_PASSAGE GIVEN_:
People who do not sing and play a musical instrument at the same time probably have no idea how hard it really is! I find it REALLY hard and it makes me feel inferior when I can't do it. It takes alot of work and practice for me. I guess I'm not 'a natural'.


----------



## zontar (Oct 25, 2007)

Gilliangirl said:


> People who do not sing and play a musical instrument at the same time probably have no idea how hard it really is!


Exactly--and that was my main point.
It isn't easy.
It does take work.
If you find it easy then you're a freak, er, a naturally gifted musician blessed with a valuable talent. :smile:


----------



## Ripper (Jul 1, 2006)

fraser said:


> when i first started singing, we were really serious-
> and i was so scared and inexperienced at it, that we found that lots of whisky helped- i sang better, i felt better, all was good.
> but i couldnt even speak the next day- just could squeek like a mouse.
> so i wasnt able to sing on consecutive nights-
> and then there were the gigs where we were all so horribly drunk it was pointless lol


Exactly, I found out from a music vocal prof at the local university that beer is supposed to be harder on your vocal cords. Whiskey can relax them. I mean it had better how else can a person get that nice dirty raspy blues voice without lots of whiskey and cigs.


----------



## Ripper (Jul 1, 2006)

Gilliangirl said:


> People who do not sing and play a musical instrument at the same time probably have no idea how hard it really is! I find it REALLY hard and it makes me feel inferior when I can't do it. It takes alot of work and practice for me. I guess I'm not 'a natural'.


ahh you just need some more self confidence is all. Practice makes perfect and don't expect perfect. The more relaxed you are the easier it is. Alot of times I noticed that people who are trying to learn to play and sing are trying to hard and it ends up backfiring. 

use the force...feel it and sing it like YOU think it should sound.


----------



## shoretyus (Jan 6, 2007)

Ripper said:


> Exactly, I found out from a music vocal prof at the local university that beer is supposed to be harder on your vocal cords.


It makes me burp during songs ...not trying to gross anyone out but it is a consideration during a gig.


----------



## Starbuck (Jun 15, 2007)

Gilliangirl said:


> Learn the song on the guitar first. You need to be able to play that song in your sleep! It takes alot of work and practice for me. I guess I'm not 'a natural'.


Well that's the thing, I DO know those songs blind, sleeping etc. Confounds me really. I think I should just drop them from my "set" list!! Who the hell am I kidding anyway! I have some to realise(much to my dismay) that the songs I sing the best are not always ones I love... Oh well music is music right? (For the most part)


----------



## Starbuck (Jun 15, 2007)

fraser said:


> when i first started singing, we were really serious-
> and i was so scared and inexperienced at it, that we found that lots of whisky helped- i sang better, i felt better, all was good.
> but i couldnt even speak the next day- just could squeek like a mouse.
> so i wasnt able to sing on consecutive nights-
> and then there were the gigs where we were all so horribly drunk it was pointless lol


Fraser you crack me up! Cheers!


----------



## Grenvilleter (Dec 22, 2007)

_RECORDED INFORMATION_:
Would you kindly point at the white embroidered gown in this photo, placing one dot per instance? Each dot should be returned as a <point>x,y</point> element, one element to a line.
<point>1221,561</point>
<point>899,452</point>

_WORK REQUIRED_:
Please reproduce part of the forum thread on singing while playing, starting with "Well that's the" and going on through "the most part)". The data come from a source separate from the forum thread.

_SOLUTION TO THIS EXERCISE_:
Well that's the thing, I DO know those songs blind, sleeping etc. Confounds me really. I think I should just drop them from my "set" list!! Who the hell am I kidding anyway! I have some to realise(much to my dismay) that the songs I sing the best are not always ones I love... Oh well music is music right? (For the most part)